[BEGIN DATA SUPPLIED]
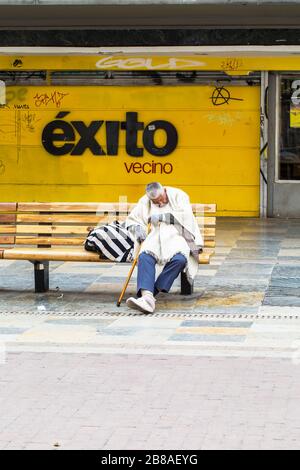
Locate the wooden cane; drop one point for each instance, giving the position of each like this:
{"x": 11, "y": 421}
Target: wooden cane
{"x": 131, "y": 271}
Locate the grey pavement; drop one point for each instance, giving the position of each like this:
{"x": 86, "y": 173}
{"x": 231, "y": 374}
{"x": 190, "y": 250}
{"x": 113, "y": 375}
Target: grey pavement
{"x": 216, "y": 370}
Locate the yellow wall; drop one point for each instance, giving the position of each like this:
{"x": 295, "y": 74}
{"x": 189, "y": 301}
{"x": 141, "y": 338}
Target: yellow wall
{"x": 216, "y": 160}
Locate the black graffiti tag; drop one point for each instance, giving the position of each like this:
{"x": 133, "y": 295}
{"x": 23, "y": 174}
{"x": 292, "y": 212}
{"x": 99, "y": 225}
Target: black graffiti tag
{"x": 222, "y": 96}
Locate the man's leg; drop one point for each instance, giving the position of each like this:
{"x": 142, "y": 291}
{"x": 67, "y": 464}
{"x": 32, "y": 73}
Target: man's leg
{"x": 145, "y": 285}
{"x": 146, "y": 273}
{"x": 170, "y": 272}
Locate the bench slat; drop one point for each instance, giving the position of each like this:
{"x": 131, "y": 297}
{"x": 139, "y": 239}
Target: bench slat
{"x": 96, "y": 207}
{"x": 73, "y": 207}
{"x": 59, "y": 229}
{"x": 83, "y": 219}
{"x": 66, "y": 241}
{"x": 63, "y": 218}
{"x": 51, "y": 254}
{"x": 8, "y": 218}
{"x": 7, "y": 240}
{"x": 67, "y": 254}
{"x": 69, "y": 229}
{"x": 8, "y": 206}
{"x": 7, "y": 229}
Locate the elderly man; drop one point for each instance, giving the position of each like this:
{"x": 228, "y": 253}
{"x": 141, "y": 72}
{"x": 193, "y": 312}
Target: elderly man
{"x": 174, "y": 241}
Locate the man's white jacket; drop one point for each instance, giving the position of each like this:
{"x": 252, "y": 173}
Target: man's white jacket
{"x": 166, "y": 240}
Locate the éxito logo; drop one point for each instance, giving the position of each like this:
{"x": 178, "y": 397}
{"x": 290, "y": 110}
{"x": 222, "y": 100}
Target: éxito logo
{"x": 65, "y": 133}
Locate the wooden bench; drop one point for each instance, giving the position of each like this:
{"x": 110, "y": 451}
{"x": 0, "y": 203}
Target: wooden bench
{"x": 44, "y": 232}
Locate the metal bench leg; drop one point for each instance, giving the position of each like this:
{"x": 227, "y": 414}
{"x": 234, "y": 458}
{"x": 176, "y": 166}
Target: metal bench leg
{"x": 186, "y": 287}
{"x": 41, "y": 276}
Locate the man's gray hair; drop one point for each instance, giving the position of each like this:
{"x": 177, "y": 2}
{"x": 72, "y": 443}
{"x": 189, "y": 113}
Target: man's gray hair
{"x": 154, "y": 190}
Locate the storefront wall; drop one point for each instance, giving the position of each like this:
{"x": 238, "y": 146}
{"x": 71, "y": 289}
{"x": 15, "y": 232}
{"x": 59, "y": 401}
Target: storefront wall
{"x": 92, "y": 143}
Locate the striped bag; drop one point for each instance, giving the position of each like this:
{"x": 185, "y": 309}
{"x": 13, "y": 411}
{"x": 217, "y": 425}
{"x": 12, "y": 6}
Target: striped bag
{"x": 112, "y": 241}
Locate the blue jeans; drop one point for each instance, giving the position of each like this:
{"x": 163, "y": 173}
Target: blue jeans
{"x": 146, "y": 273}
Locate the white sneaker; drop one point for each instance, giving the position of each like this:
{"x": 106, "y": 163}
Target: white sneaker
{"x": 143, "y": 304}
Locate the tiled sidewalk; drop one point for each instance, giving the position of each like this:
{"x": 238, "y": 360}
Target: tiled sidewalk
{"x": 252, "y": 278}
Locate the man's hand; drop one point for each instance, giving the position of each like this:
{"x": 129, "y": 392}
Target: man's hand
{"x": 156, "y": 218}
{"x": 140, "y": 233}
{"x": 195, "y": 253}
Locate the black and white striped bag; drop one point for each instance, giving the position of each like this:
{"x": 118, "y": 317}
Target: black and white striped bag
{"x": 113, "y": 241}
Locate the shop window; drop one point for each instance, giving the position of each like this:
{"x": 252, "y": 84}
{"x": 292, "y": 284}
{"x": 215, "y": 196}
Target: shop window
{"x": 289, "y": 127}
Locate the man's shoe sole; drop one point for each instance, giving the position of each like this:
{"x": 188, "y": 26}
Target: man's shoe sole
{"x": 132, "y": 304}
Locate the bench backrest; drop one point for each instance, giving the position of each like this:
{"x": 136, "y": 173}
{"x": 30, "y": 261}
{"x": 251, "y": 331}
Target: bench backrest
{"x": 67, "y": 224}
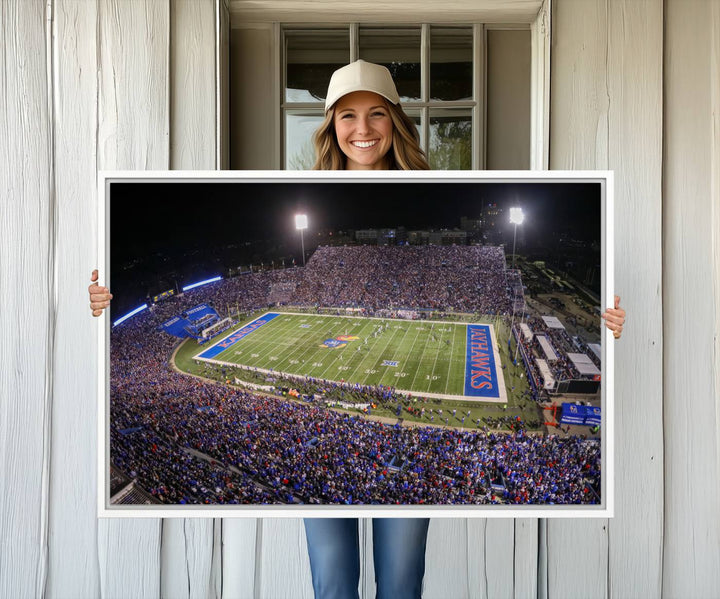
[END DATA SUPPLIED]
#### [WRITTEN REQUEST]
Copy all of the lines above word for word, leaving out the pictures.

#### [THE RESPONSE]
Locate the wooden cane; drop one point for each instance, giving the position of each like this:
{"x": 11, "y": 421}
Target: wooden cane
{"x": 131, "y": 271}
Locate the grey pavement; drop one point for each instance, giving the position of each like this:
{"x": 86, "y": 173}
{"x": 231, "y": 374}
{"x": 190, "y": 250}
{"x": 113, "y": 375}
Target: grey pavement
{"x": 216, "y": 370}
Locate the yellow wall; drop one point for each instance, giving the position of each like this:
{"x": 295, "y": 74}
{"x": 189, "y": 301}
{"x": 141, "y": 338}
Target: yellow wall
{"x": 216, "y": 160}
Locate the black graffiti tag; drop one point for each instance, giving the position of each like this:
{"x": 133, "y": 295}
{"x": 23, "y": 174}
{"x": 292, "y": 212}
{"x": 99, "y": 225}
Target: black graffiti tag
{"x": 222, "y": 96}
Locate the man's leg; drop one point for each instance, giving the position of each like this:
{"x": 142, "y": 291}
{"x": 67, "y": 464}
{"x": 32, "y": 73}
Target: man's leg
{"x": 145, "y": 285}
{"x": 146, "y": 273}
{"x": 170, "y": 272}
Locate the bench slat; drop one point for each instance, giving the position of each like this:
{"x": 131, "y": 297}
{"x": 139, "y": 239}
Target: bench slat
{"x": 96, "y": 207}
{"x": 73, "y": 207}
{"x": 59, "y": 229}
{"x": 83, "y": 219}
{"x": 66, "y": 241}
{"x": 63, "y": 218}
{"x": 51, "y": 254}
{"x": 8, "y": 218}
{"x": 7, "y": 240}
{"x": 67, "y": 254}
{"x": 69, "y": 229}
{"x": 8, "y": 206}
{"x": 7, "y": 229}
Locate the elderly man; drop one point for each instance, giving the position of each like this:
{"x": 228, "y": 253}
{"x": 141, "y": 72}
{"x": 193, "y": 312}
Target: elderly man
{"x": 174, "y": 241}
Locate the man's white jacket; drop one point for each instance, giving the position of each like this:
{"x": 252, "y": 173}
Target: man's white jacket
{"x": 166, "y": 240}
Locate the éxito logo; drop one point for each instance, giving the position of each like this:
{"x": 178, "y": 397}
{"x": 290, "y": 110}
{"x": 222, "y": 100}
Target: éxito logo
{"x": 65, "y": 133}
Locate the wooden bench; drop one point for each instance, giving the position of each like this:
{"x": 110, "y": 451}
{"x": 0, "y": 203}
Target: wooden bench
{"x": 44, "y": 232}
Locate the metal bench leg; drop one point for each instance, giving the position of each like this:
{"x": 227, "y": 414}
{"x": 234, "y": 458}
{"x": 176, "y": 166}
Target: metal bench leg
{"x": 186, "y": 287}
{"x": 41, "y": 276}
Locate the man's gray hair; drop one point for each instance, giving the position of each like this:
{"x": 177, "y": 2}
{"x": 72, "y": 443}
{"x": 189, "y": 113}
Target: man's gray hair
{"x": 154, "y": 190}
Locate the storefront wall; drop one point for each instance, giving the position of each like this:
{"x": 238, "y": 146}
{"x": 71, "y": 289}
{"x": 15, "y": 232}
{"x": 59, "y": 401}
Target: storefront wall
{"x": 92, "y": 143}
Locate the striped bag; drop one point for each instance, giving the position of each like this:
{"x": 185, "y": 309}
{"x": 13, "y": 411}
{"x": 217, "y": 425}
{"x": 12, "y": 6}
Target: striped bag
{"x": 112, "y": 241}
Locate the blue jeans; drop one point for each instance, giving the position of each like this:
{"x": 163, "y": 173}
Target: blue jeans
{"x": 146, "y": 273}
Locate the white sneaker; drop one point for each instance, giving the position of each like this:
{"x": 106, "y": 163}
Target: white sneaker
{"x": 143, "y": 304}
Locate the tiled sidewalk; drop one point for each instance, giving the position of each like this:
{"x": 238, "y": 360}
Target: tiled sidewalk
{"x": 252, "y": 278}
Locate the man's hand; drop one point for each instance, giving the position of each like this:
{"x": 129, "y": 392}
Target: man's hand
{"x": 156, "y": 218}
{"x": 140, "y": 233}
{"x": 195, "y": 253}
Locate the black and white striped bag; drop one point for each instance, giving the position of each like this:
{"x": 118, "y": 317}
Target: black and white striped bag
{"x": 113, "y": 241}
Locate the shop window; drop one point for each instance, giving the position of each like this:
{"x": 252, "y": 84}
{"x": 292, "y": 284}
{"x": 215, "y": 196}
Target: shop window
{"x": 289, "y": 127}
Locate the man's shoe sole; drop one point for each instance, giving the position of each like this:
{"x": 188, "y": 26}
Target: man's shoe sole
{"x": 132, "y": 304}
Locate the bench backrest; drop one point for each instance, giving the position of each like this:
{"x": 136, "y": 173}
{"x": 30, "y": 261}
{"x": 251, "y": 331}
Target: bench backrest
{"x": 67, "y": 224}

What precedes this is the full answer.